# Цель задания 1:
На какой по счету ступеньке сидит герой, согласно фрагменту о «Москве-Петушках»?

# Фрагмент источника:
____________________

ЖАНРЫ

Литературный текст: проблемы и методы исследования. 7. Анализ одного произведения: «Москва-Петушки»

Шрифт:

Здесь важна и числовая символика, в частности число четыре (пятым оказывается сам герой), пронизывающее весь текст романа: четверо убийц и особо выделенный четвертый убийца; четверо соседей Вени по общежитию («и вижу: все четверо потихоньку меня обсаживают — двое сели на стулья у изголовья, а двое в ногах» (с.47)); четверо рабочих его бригады (с.51), четверо бьющих героя в его кошмаре (понтийский царь Митридат, мухинские рабочий и колхозница, сфинкс (с.129)); трое или четверо детей, четыре стороны света («такси обтекают меня с четырех сторон» (с.42)), четыре стены тамбура, в которых мечется Веня (с.45); четыре года, когда он лежал во гробе (с.88), пять (4 и 1) загадок сфинкса, и производные от четырех — 12 недель, прошедших со дня его вознесения, двенадцать пятниц и нынешняя тринадцатая; сороковая ступенька, на которой сидит герой (с.37, дважды), наконец, 40–44 главы финала — после возвращения в Москву.

____________________

# Исходные данные:
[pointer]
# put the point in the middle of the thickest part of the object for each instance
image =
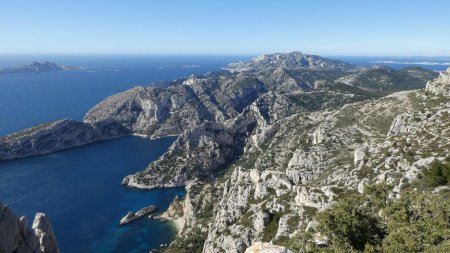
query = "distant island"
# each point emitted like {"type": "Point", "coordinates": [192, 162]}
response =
{"type": "Point", "coordinates": [37, 67]}
{"type": "Point", "coordinates": [179, 67]}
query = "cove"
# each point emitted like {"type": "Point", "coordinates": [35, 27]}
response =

____________________

# Цель задания 2:
Найдите и выпишите все строки, где встречается слово «each». Регистр букв имеет значение.

# Результат 1:
На сороковой ступеньке.

# Результат 2:
# put the point in the middle of the thickest part of the object for each instance
# each point emitted like {"type": "Point", "coordinates": [192, 162]}
# each point emitted like {"type": "Point", "coordinates": [35, 27]}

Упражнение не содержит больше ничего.